**Provided text:**

▬▬▬▬▬▬

In this work, we describe the design and synthesis of quinolone–benzothiazole hybrids as notable AIE luminogens, and we study their use as efficient cyanide ion chemosensors. Both electroactive units are linked through a double bond favoring electronic communication. The planar geometry of these molecules together in solvophobic environments leads to their strong aggregation, exhibiting significant AIE behavior. The double bond between electroactive units is prone to nucleophilic addition reactions, which hinders the intramolecular charge transfer (ICT) processes and, thus, the turning off of fluorescence properties, leading to an efficient probe for cyanide ions.

2. Results

2.1. Molecular Design, Synthesis, and Structural Characterization

The synthesized fluorescent hybrids are based on quinolones and benzothiazole moieties linked through a vinyl group (Scheme 1). A CN group attached to the vinyl fragment as part of a conjugated electron donor–acceptor system (6a–c) makes the system more prone to nucleophilic addition reactions of CN⁻ ions to the hybrid system, creating an efficient sensor towards CN⁻ ions. The β-carbon of the vinyl group is electron deficient, making this carbon susceptible to the cyanide attack, triggering a cut in the electronic communication of the hybrid system and, thus, generating remarkable optical and electronic changes used to detect the presence of this ion. Compounds (E)-2-(benzo[d]thiazol-2-yl)-3-(2-oxo-1,2-dihydroquinolin)acrylonitriles 6a–c are shown in Scheme 1. These compounds were synthesized through a classic Knoevenagel condensation [44,45], from stirring equimolar amounts of compounds 4a–c, benzothiazole 5 and three drops of NEt₃ in 25 mL of EtOH at room temperature for 48 h. The reaction was controlled by TLC using dichloromethane as eluent, and, once it finished, it was filtered and washed with EtOH thoroughly, giving rise to the respective compounds 6a–c with yields between 60% and 71%. The structures of these new fluorescent hybrids were confirmed by ¹H-NMR, ¹³C-NMR, mass spectrometry, and FTIR, and are shown in the experimental section.

In addition to the aforementioned spectroscopic experiments, and to conclusively establish the formation of target compounds, single crystals of compound 6c were obtained by slow evaporation in DMF at room temperature. The structural representation, crystal data, and structure refinement for compound 6c are presented in Figure 1 and the Supporting Information. Based on the results, there is unequivocal evidence that the compound obtained corresponds to product 6c.

▬▬▬▬▬▬

**Written problem:** Write out the stretch of the quinolone–benzothiazole sensor text from "In addition to" through "to product 6c.", word for word.

**Stored data:**

▬▬▬▬▬▬

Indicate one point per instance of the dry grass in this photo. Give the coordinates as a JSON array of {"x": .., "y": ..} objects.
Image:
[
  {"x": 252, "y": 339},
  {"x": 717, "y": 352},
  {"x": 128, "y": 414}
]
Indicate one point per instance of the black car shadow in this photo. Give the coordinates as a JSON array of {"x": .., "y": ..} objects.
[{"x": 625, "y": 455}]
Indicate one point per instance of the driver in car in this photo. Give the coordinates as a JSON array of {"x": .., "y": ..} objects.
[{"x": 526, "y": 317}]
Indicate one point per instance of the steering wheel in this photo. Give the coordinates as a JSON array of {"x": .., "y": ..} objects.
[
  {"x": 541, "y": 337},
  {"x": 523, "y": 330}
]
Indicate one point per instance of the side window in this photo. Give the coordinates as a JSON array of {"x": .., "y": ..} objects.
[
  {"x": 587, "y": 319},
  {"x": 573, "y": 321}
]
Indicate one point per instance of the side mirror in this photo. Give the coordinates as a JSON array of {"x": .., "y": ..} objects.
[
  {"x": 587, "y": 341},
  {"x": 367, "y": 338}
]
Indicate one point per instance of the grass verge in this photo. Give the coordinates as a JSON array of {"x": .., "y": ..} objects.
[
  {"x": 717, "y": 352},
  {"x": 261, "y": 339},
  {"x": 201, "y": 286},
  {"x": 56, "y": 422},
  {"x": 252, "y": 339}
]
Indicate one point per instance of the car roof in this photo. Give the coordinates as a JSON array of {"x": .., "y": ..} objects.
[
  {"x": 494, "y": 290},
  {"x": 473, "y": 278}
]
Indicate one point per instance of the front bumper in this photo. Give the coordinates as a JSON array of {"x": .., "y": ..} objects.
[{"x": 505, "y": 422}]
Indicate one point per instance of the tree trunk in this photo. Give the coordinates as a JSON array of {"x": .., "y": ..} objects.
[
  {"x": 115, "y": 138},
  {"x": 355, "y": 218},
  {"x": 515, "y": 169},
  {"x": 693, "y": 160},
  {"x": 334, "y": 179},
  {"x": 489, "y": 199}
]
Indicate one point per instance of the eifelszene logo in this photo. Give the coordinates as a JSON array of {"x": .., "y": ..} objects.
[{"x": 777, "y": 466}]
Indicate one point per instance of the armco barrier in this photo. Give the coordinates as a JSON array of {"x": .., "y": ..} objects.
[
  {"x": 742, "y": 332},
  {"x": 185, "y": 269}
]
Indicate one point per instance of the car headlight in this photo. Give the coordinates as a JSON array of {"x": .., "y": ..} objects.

▬▬▬▬▬▬

**Response for this exercise:**
In addition to the aforementioned spectroscopic experiments, and to conclusively establish the formation of target compounds, single crystals of compound 6c were obtained by slow evaporation in DMF at room temperature. The structural representation, crystal data, and structure refinement for compound 6c are presented in Figure 1 and the Supporting Information. Based on the results, there is unequivocal evidence that the compound obtained corresponds to product 6c.